▶ [MATERIAL PROVIDED]:
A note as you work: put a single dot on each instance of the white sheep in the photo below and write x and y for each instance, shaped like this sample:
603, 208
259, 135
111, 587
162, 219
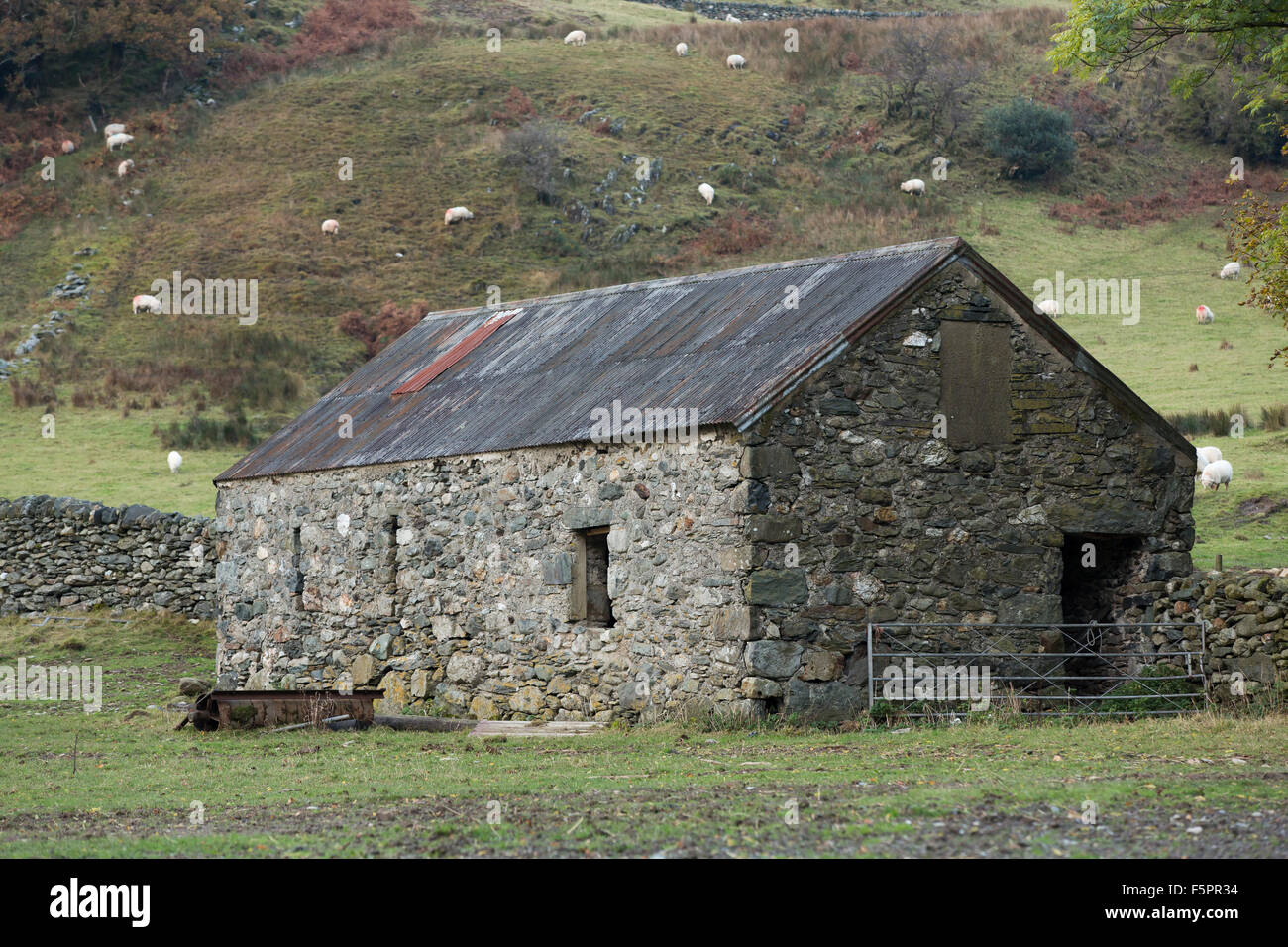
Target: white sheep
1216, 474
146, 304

▶ [WHAT THE TASK ASKS]: Retype the data above line for line, leaving out the pictures.

▶ [FINISHED ANSWER]:
A note as you work: put a single dot on each instance of the white sheep in the photo below and write x and y for each instance, shaped like this sample:
603, 208
259, 135
111, 587
162, 219
Target: white sheep
1216, 474
146, 304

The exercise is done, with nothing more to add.